Consegne:
A) Nel testo sui disturbi alimentari, a chi spetta il compito di diventare chirurghi dell'anima?
B) Continua il testo sui disturbi alimentari a partire dall'ultima frase riportata.
++++ Estratto della pagina
“L'amore che possiamo dare a noi
stessi non può darcelo nessuno, neanche una madre”. Questa frase è
la chiave che tengo appesa al collo. Il mio post-it della vita.
E' il genitore la salvezza, la via, la
vita per una persona nel turbine dei disturbi alimentari? Può essere
l'ancora di salvataggio?
Un genitore, un parente o una persona
che vive a stretto contatto con la realtà dei disturbi alimentari,
ha senza dubbio il compito di modificare determinati atteggiamenti
nei confronti di chi ne è affetto. Deve provare a muovere nel modo
giusto le corde di questo delicato e complesso strumento che è la
malattia. Ma non è certo la salvezza. Da cosa dovrebbe salvarci? Da
noi stessi? No, il baricentro di essa è dentro di noi. Spetta a se
stessi l'arduo compito di rimettersi al mondo. Rinascere.
E come possono capire loro quanto sia
delicato e complessa la bestia che alberga dentro, se nessuno li
prende con mano per farglielo vedere?Ai medici spetta il compito di
analizzare, spiegare, diventare chirurghi dell'anima. Tante sono le
incomprensioni. L'anoressia, la bulimia, i binge, sono il più grande
labirinto dell'animo umano. Contorto. Complesso. Diabolico. Tanti
sono i genitori che si perdono nella paura, nel dubbio di non sapere
cosa fare, come comportarsi di fronte a quell' ingranaggio rotto nel
motore della vita dei loro figli, che proprio non vuole partire. Si
ostinano a guerriglia-re dietro un piatto vuoto e numeri mortali.
Molti non comprendono le dinamiche, i perché, la forza e la
fragilità di queste malattie.
++++++++
++++ Dati archiviati
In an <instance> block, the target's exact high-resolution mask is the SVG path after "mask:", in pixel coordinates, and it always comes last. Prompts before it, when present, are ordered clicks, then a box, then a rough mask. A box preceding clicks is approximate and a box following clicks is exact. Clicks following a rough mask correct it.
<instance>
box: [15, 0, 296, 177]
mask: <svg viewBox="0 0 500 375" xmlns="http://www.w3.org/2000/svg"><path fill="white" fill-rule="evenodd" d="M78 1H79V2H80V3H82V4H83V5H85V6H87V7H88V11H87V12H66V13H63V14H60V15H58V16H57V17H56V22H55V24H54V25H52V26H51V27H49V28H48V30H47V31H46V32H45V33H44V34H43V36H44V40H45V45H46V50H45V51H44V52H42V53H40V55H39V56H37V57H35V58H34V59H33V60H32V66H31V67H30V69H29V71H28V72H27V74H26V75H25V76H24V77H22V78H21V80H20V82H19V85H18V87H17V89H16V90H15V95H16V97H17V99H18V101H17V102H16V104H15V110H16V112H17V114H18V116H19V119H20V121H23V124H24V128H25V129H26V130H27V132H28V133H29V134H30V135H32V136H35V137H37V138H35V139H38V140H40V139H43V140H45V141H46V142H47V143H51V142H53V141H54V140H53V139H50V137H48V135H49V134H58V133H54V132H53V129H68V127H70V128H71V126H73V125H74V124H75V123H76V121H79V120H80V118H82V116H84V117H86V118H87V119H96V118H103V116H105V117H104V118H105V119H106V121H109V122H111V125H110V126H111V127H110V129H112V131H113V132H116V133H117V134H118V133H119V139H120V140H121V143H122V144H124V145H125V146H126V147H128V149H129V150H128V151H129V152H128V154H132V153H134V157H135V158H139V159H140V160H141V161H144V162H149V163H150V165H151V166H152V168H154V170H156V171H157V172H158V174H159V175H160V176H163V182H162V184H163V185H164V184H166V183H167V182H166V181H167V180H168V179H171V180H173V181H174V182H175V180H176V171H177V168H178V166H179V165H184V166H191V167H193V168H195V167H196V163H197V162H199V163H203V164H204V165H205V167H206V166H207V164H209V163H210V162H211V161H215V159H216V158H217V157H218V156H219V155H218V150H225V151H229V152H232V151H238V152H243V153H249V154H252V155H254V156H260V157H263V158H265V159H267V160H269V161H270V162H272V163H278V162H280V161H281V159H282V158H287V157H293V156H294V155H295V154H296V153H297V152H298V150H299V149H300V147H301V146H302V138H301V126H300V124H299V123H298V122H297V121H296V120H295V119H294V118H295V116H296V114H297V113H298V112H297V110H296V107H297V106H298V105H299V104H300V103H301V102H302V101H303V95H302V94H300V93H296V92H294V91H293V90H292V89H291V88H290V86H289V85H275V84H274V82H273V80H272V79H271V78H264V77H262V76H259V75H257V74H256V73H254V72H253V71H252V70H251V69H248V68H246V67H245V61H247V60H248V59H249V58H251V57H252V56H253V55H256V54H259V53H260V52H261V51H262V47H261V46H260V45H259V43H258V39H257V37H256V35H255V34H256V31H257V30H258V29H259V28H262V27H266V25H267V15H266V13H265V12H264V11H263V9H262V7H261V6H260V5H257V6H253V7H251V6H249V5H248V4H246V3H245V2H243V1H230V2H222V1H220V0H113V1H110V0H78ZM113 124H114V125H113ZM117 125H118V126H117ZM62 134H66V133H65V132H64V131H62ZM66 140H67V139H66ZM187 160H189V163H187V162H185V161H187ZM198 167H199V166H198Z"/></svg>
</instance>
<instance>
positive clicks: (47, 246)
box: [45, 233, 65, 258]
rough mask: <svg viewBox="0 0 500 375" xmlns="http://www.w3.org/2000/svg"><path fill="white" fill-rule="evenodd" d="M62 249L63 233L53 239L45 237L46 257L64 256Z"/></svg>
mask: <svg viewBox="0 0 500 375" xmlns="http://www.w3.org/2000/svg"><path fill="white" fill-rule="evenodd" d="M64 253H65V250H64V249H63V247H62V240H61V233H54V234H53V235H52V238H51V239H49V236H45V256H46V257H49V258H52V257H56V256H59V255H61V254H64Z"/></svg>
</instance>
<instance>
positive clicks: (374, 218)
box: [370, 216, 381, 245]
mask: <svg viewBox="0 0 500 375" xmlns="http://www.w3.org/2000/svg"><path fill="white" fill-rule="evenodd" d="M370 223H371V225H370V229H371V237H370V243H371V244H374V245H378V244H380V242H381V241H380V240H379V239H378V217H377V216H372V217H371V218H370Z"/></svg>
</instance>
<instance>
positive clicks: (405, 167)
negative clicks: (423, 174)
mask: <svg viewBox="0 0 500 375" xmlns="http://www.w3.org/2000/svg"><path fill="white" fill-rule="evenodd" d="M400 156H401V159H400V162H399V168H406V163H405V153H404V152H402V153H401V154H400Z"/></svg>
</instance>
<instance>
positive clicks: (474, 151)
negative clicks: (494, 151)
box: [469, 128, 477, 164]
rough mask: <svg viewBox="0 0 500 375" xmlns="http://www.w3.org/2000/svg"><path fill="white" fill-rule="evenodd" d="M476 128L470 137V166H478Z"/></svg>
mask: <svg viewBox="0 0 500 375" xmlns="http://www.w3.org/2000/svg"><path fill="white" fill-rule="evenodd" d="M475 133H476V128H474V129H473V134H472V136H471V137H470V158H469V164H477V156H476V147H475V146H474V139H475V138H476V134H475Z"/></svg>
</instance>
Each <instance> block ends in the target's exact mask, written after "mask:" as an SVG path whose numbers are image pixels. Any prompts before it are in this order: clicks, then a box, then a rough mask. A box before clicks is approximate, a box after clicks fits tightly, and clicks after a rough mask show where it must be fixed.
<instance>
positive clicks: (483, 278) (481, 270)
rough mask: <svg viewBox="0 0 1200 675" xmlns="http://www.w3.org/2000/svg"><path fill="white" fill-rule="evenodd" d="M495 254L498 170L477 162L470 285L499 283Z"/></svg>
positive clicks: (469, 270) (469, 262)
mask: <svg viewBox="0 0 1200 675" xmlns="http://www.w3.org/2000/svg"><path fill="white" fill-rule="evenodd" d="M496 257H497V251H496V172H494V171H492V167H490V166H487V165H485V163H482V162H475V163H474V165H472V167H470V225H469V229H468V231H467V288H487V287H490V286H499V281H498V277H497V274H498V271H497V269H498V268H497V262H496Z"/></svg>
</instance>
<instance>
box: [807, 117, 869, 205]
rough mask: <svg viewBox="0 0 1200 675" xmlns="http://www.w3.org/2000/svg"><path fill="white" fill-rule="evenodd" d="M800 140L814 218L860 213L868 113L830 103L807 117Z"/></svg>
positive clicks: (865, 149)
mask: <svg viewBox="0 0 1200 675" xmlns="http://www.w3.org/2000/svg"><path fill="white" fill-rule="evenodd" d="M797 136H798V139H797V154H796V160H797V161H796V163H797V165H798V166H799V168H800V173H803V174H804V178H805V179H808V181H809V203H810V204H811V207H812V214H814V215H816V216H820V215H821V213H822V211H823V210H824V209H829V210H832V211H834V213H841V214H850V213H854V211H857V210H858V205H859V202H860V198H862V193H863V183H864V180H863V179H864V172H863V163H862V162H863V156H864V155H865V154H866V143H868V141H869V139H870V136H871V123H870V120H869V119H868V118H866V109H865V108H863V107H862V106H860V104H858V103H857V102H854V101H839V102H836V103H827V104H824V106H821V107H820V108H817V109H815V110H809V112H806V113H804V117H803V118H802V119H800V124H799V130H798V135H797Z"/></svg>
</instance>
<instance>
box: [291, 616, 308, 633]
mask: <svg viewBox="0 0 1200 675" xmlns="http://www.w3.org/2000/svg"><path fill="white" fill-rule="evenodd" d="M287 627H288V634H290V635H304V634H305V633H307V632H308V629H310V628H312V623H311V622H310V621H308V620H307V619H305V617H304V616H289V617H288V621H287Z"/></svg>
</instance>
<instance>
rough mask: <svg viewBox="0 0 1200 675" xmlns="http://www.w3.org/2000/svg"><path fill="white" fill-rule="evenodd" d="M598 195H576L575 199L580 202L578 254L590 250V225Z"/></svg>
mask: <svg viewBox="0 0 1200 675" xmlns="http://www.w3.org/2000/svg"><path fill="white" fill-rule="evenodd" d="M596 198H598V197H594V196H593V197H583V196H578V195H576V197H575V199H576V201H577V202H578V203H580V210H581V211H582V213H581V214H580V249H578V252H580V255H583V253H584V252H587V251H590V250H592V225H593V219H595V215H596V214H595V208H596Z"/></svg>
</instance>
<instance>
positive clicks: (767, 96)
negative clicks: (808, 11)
++++++++
Soluzioni:
A) Ai medici.

B)
D'altra parte è difficile per una
persona nel pieno di un DCA accettare la non comprensione da parte di
chi le sta accanto. Quanto e come può farlo?
La risposta che ho dato a me stessa è
una, impressa a caratteri cubitali nella mente: possiamo accettare
questo fatto nel momento in cui capiamo e accettiamo che anche i
genitori, come ogni essere umano, ha dei limiti. Che si svincolano
dall'amore, non lo compromettono. Quello resta lì, immutabile,
infinito, nel più grande angolo di cuore. Il fatto è che spesso
nessuno gli insegna la sofferenza che c'è dietro un disturbo
alimentare. Nessuno gli insegna l'alfabeto e il linguaggio di questa
malattia. Noi possiamo raccogliere le sfumature d'amore nascoste
dietro ogni loro singolo gesto, qualsiasi esso sia.
Il resto è nostro compito, come una
riabilitazione dopo che ci si è rotti una gamba: bisogna trovare da
sé il proprio equilibrio, barcollare, fare un passo alla volta,
contare sulla forza delle proprie gambe, del proprio amore.